Every line of the listing must be repeated in the answer without alteration.

┄┄┄┄┄┄┄┄┄┄

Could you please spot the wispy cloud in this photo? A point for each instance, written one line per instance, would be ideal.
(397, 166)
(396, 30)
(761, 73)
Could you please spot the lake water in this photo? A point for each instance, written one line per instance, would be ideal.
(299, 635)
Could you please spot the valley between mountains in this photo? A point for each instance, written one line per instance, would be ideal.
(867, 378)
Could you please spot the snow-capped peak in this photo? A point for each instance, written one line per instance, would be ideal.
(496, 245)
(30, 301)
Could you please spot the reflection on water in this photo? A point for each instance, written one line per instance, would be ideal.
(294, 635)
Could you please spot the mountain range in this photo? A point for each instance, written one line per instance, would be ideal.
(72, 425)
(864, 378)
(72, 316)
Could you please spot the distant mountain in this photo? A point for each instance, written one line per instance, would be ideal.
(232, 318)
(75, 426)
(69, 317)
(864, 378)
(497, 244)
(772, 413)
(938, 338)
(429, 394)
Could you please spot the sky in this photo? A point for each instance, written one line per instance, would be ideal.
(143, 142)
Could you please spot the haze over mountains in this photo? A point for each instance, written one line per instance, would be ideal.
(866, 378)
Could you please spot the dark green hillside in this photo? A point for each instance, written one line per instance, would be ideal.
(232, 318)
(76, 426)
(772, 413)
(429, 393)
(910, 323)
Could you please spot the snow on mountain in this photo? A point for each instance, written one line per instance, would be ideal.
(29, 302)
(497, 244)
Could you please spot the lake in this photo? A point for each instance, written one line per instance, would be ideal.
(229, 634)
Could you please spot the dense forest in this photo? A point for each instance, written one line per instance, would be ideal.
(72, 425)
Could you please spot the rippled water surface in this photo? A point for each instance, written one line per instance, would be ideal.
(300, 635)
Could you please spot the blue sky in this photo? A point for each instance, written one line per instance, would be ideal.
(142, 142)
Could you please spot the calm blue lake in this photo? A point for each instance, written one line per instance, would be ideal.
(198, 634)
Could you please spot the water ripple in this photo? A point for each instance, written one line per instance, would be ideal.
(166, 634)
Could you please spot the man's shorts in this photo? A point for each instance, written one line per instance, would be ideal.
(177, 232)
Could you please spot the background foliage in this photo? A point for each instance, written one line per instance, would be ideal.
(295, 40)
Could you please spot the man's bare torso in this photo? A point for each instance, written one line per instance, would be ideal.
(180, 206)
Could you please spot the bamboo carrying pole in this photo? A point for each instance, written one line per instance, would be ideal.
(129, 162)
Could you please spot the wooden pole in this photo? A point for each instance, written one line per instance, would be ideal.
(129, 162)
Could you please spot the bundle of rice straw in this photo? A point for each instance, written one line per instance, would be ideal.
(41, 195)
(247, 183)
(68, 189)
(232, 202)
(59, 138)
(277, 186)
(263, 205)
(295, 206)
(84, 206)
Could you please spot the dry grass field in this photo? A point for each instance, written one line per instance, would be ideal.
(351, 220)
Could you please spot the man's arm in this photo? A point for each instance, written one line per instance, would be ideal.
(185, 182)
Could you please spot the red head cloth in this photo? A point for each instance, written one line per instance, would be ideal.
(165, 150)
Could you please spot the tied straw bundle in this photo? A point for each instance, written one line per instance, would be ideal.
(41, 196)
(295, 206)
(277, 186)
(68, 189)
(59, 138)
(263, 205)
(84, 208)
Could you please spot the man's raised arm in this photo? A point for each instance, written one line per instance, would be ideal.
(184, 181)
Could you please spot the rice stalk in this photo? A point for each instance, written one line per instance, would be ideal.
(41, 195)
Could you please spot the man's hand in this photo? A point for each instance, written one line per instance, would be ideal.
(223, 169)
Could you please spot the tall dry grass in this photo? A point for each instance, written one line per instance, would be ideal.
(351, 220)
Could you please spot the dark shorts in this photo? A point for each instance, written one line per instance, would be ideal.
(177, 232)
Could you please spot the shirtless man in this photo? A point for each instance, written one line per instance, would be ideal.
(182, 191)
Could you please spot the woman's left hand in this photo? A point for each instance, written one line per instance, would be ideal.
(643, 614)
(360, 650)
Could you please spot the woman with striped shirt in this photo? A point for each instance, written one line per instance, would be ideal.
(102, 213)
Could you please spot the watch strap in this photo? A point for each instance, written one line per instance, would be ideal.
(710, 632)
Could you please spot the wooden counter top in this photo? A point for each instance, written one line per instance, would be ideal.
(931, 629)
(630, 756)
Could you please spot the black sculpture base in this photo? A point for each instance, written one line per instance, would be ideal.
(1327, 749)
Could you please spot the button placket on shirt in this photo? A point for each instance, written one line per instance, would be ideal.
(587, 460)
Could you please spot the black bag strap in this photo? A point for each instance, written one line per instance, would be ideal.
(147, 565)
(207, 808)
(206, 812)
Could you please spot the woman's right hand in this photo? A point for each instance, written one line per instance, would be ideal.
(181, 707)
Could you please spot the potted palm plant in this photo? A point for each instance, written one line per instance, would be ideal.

┄┄┄┄┄┄┄┄┄┄

WRITTEN ANSWER:
Could you please spot the wispy cloud in this photo? A point for each instance, written one line per instance, would be ideal.
(397, 166)
(396, 30)
(761, 73)
Could you please spot the lake water in this photo? A point for each instance, written one line per instance, would be ideal.
(299, 635)
Could you please spot the valley between mountains in this photo? A point for each instance, written one line per instance, would be ideal.
(867, 378)
Could you please spot the snow-capped peak in this photo? A point for each instance, written one line per instance, would be ideal.
(496, 245)
(30, 301)
Could you please spot the reflection on water in this photo? A point for each instance, written one line per instance, would be ideal.
(294, 635)
Could you please spot the mountain range in this photo? A point for each instance, written one line per instance, would be ideal.
(72, 425)
(864, 378)
(72, 316)
Could you please spot the distant mountain in this photo? A point for each instance, written one line per instance, would be ideal.
(232, 318)
(75, 426)
(69, 317)
(864, 378)
(497, 244)
(772, 413)
(938, 338)
(429, 394)
Could you please spot the sky in this photo? A point for each instance, written one line per instance, would be ideal.
(143, 142)
Could you please spot the haze over mountains in this photo? A point for each instance, written one line per instance, would be ideal.
(866, 378)
Could you please spot the dark green hillside in this photo? A point for each instance, written one line per instance, would be ideal.
(232, 318)
(76, 426)
(772, 413)
(429, 393)
(910, 323)
Could you please spot the snow on mountain in this photo? A point for each instance, written one line per instance, would be ideal.
(29, 302)
(497, 244)
Could you please spot the lake in this photo? A point for each instance, written one line per instance, would be ideal.
(229, 634)
Could you please spot the dense forest in this photo? A point for each instance, written one line per instance, would be ideal.
(72, 425)
Could you please spot the rippled water surface in this photo? A point for each instance, written one line per instance, would be ideal.
(300, 635)
Could you please spot the blue sky in this photo? A point for each instance, written one line per instance, would be ideal.
(142, 142)
Could you please spot the calm blue lake in this photo? A point for each instance, written one line per instance, would be ideal.
(198, 634)
Could you please spot the water ripple in this photo? A point for each instance, written one line per instance, would be ideal.
(166, 634)
Could you please spot the man's shorts in this photo? A point for each instance, written one line per instance, would be ideal.
(177, 232)
Could you please spot the background foliage in this photo? A point for each instance, written one line per instance, would be ideal.
(295, 40)
Could you please spot the man's bare torso in this photo? A point for each instance, written one line per instance, would be ideal.
(180, 206)
Could you please spot the bamboo carrying pole in this photo? A point for each instance, written one line per instance, would be ideal.
(129, 162)
Could you please spot the wooden pole in this photo? A point for each instance, written one line per instance, would be ideal.
(129, 162)
Could you please spot the bundle of rice straw in this photo? A point for each instance, written one line per instance, would be ideal.
(41, 195)
(247, 183)
(68, 189)
(232, 202)
(59, 138)
(277, 186)
(263, 205)
(295, 206)
(84, 206)
Could you please spot the dry grass field in this photo? A point for each instance, written one line per instance, would be ideal.
(351, 220)
Could you please spot the man's arm in this photo? A point for each instance, written one line per instance, would be ideal.
(185, 182)
Could you please spot the red head cloth in this photo? A point for each instance, written one line per instance, would be ideal.
(165, 150)
Could you please spot the tied straw bundle in this photo? A point for each instance, written one line per instance, would be ideal.
(41, 196)
(295, 206)
(277, 186)
(68, 189)
(59, 138)
(263, 205)
(84, 208)
Could you please spot the man's raised arm in this photo? A point for each instance, written one line per instance, would be ideal.
(184, 181)
Could you please spot the rice stalk in this photo? A point for each instance, written one line per instance, would be ideal.
(41, 195)
Could you please spot the man's hand in this photo? A point for each instance, written one line per instance, would be ideal.
(223, 169)
Could you please spot the tall dry grass in this photo? A point for each instance, written one line per instance, would be ideal.
(351, 220)
Could you please spot the dark shorts in this photo? A point for each instance, written one line per instance, would be ideal.
(177, 232)
Could you please spot the shirtless man in this photo? A point for each instance, written one line per instance, would be ideal.
(182, 191)
Could you please spot the woman's left hand in this photo? A point for each instance, written one line per instance, would be ideal.
(643, 614)
(360, 650)
Could you please spot the woman with striped shirt in this photo? A point for each instance, written one line per instance, would be ideal.
(102, 213)
Could you please spot the watch strap in this photo? A point for each instance, written one line per instance, would be ideal.
(710, 632)
Could you please spot the wooden counter top in this photo? A point for each instance, written one line per instance, would be ideal.
(931, 629)
(630, 756)
Could you please spot the black sculpture base in this photo? A point for each instance, written one line per instance, would be ideal.
(1327, 749)
Could you please spot the button placket on shirt in this photo? A point for each instance, written one line per instance, would be ideal.
(587, 460)
Could you please spot the black bag strap in this photo? A point for each instance, written one line per instance, would be ideal.
(147, 565)
(207, 808)
(206, 812)
Could you please spot the woman's right hand in this photo? A point for each instance, written one line per instance, would be ideal.
(181, 707)
Could you please spot the potted palm plant in this photo? A point for each instance, written one line per instance, would be ideal.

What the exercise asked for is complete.